Exercise inputs:

+ + + + + + +

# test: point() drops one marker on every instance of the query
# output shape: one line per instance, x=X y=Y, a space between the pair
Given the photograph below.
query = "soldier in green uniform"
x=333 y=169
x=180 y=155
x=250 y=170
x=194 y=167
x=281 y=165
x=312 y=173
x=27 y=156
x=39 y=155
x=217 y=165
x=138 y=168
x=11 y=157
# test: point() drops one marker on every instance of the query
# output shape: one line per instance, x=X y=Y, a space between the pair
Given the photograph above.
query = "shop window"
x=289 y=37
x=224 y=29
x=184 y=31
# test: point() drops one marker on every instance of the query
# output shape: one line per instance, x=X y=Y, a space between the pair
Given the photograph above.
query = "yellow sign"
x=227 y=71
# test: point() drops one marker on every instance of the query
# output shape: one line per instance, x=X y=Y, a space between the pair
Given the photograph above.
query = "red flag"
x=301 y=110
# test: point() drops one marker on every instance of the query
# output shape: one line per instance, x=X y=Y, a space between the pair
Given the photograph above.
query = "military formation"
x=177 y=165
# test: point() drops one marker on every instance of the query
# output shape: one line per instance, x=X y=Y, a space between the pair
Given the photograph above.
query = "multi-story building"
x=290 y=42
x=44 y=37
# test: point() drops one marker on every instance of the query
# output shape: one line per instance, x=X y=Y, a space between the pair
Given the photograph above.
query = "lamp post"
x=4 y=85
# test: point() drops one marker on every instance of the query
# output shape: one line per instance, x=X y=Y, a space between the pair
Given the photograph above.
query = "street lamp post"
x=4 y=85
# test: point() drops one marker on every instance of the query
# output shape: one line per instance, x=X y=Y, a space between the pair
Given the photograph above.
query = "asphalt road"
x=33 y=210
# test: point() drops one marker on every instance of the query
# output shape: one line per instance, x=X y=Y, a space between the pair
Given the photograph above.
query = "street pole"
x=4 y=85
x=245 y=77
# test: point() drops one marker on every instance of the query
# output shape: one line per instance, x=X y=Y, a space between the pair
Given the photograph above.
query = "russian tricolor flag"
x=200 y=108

+ + + + + + +

Every record listed above needs to be written out again exactly.

Task solution:
# test: point() drops one marker on every instance of the query
# output shape: one line per instance, x=X y=Y, a space between the pair
Given the photograph below.
query = "soldier in green uniform"
x=333 y=169
x=180 y=155
x=250 y=170
x=194 y=167
x=281 y=165
x=312 y=173
x=27 y=156
x=39 y=155
x=217 y=165
x=138 y=168
x=11 y=157
# test: point() drops one marker on every instance of the query
# output shape: one line per instance, x=X y=Y, a space between the pair
Given the photograph above.
query = "shop window"
x=289 y=37
x=224 y=29
x=184 y=31
# test: point() drops one marker on every instance of the query
# output shape: one line per instance, x=X y=Y, a space between the pair
Given the photograph above.
query = "yellow sign"
x=227 y=71
# test: point() drops one marker on every instance of the query
# output shape: one line per instance, x=X y=Y, a space between the pair
Given the photograph above.
query = "red flag"
x=301 y=110
# test: point() drops one marker on every instance of the query
# output shape: one line per instance, x=X y=Y, a space between the pair
Given the photograph above.
query = "military formation"
x=177 y=165
# test: point() drops one marker on every instance of the query
# output shape: one line per instance, x=X y=Y, a space between the pair
Given the photograph above.
query = "multi-story building"
x=290 y=42
x=44 y=37
# test: point() drops one marker on every instance of the query
# output shape: one line per instance, x=X y=Y, a space between the pair
Given the photograph above.
query = "lamp post"
x=4 y=85
# test: point() drops one marker on every instance of the query
# output shape: one line per instance, x=X y=Y, a space between the pair
Given the photograph above.
query = "street lamp post"
x=4 y=85
# test: point() drops one marker on every instance of the query
# output shape: one line per instance, x=X y=Y, a space between the pair
Given the photograph above.
query = "asphalt road"
x=33 y=210
# test: point() drops one marker on every instance of the query
# output shape: one line per instance, x=X y=Y, a space between the pair
Given the photograph above.
query = "street pole"
x=4 y=85
x=245 y=77
# test: point() drops one marker on every instance of the query
# output shape: one line per instance, x=X y=Y, a space between the pair
Given the photograph above.
query = "russian tricolor flag"
x=200 y=108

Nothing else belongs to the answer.